**Provided records**
[START]
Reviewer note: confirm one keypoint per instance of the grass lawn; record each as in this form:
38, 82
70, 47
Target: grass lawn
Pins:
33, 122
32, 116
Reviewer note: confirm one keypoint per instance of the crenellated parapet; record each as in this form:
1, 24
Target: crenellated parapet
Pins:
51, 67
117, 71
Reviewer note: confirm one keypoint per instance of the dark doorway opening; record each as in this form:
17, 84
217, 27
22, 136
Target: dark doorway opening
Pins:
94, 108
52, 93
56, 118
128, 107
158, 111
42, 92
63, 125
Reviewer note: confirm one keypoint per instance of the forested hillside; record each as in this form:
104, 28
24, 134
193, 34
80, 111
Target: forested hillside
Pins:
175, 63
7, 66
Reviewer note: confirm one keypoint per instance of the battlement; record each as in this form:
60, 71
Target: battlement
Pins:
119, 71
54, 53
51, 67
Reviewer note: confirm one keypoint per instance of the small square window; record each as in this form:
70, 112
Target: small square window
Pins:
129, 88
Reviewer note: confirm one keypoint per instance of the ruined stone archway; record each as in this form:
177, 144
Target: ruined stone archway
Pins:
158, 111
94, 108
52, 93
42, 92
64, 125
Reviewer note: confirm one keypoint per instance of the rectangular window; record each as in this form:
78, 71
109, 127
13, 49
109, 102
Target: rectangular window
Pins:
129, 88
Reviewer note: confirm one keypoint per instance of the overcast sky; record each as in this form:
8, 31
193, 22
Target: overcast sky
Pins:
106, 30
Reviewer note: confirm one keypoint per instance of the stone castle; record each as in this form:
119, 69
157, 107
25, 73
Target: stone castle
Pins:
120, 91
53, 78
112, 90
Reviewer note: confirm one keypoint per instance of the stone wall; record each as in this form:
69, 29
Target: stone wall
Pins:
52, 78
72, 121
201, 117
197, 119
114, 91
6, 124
[END]
**Work to be completed**
Copy out all of the records shown above exactly.

**Correct response**
Reviewer note: confirm one keypoint per instance of the grass lawn; record each as in this form:
38, 82
70, 47
Target: grass lawn
Pins:
33, 122
32, 116
Reviewer note: confirm one keypoint per instance of the crenellated parapet; record each as in this form:
1, 24
Target: crenellated parapet
Pins:
51, 67
117, 71
Reviewer note: confirm one keypoint per instance of the dark doorway opening; record each as in this form:
17, 84
217, 27
22, 136
Target: dark doorway opening
Pins:
94, 108
52, 93
56, 118
128, 107
158, 111
42, 92
63, 125
Reviewer note: confirm one keypoint per instance of the forested hillside; record each as in this form:
104, 28
24, 134
193, 34
80, 111
Target: forested hillside
Pins:
175, 63
7, 66
Reviewer note: confirm one keypoint per instance of the battlement; record each as in this form:
60, 71
Target: battlement
Pins:
119, 71
54, 53
51, 67
Reviewer note: confirm one keypoint per instance of the small square window; record each as in this form:
70, 112
Target: small square window
Pins:
129, 88
Reviewer note: confirm one keypoint per instance of the ruined stone archway; record each as in this form:
177, 144
Target: ruined stone archway
Pins:
158, 111
94, 108
52, 93
42, 92
64, 125
Reviewer note: confirm one keypoint per instance of the rectangular window; record each as in this form:
78, 71
109, 127
13, 49
109, 102
Target: rectangular window
Pins:
129, 88
Reviewer note: confirm one keypoint per instance of the overcast sky; record each as in this form:
8, 31
193, 22
Target: overcast sky
Pins:
106, 30
Reviewer note: confirm one keypoint per instance of the stone castle; record each as in this form:
119, 69
157, 107
25, 73
Target: stone castle
Pins:
120, 91
53, 78
112, 90
Reviewer note: confirm one keypoint per instance of the stone wall; record each as in this form:
69, 29
Target: stone wall
Pins:
52, 78
72, 121
201, 117
197, 119
114, 91
6, 124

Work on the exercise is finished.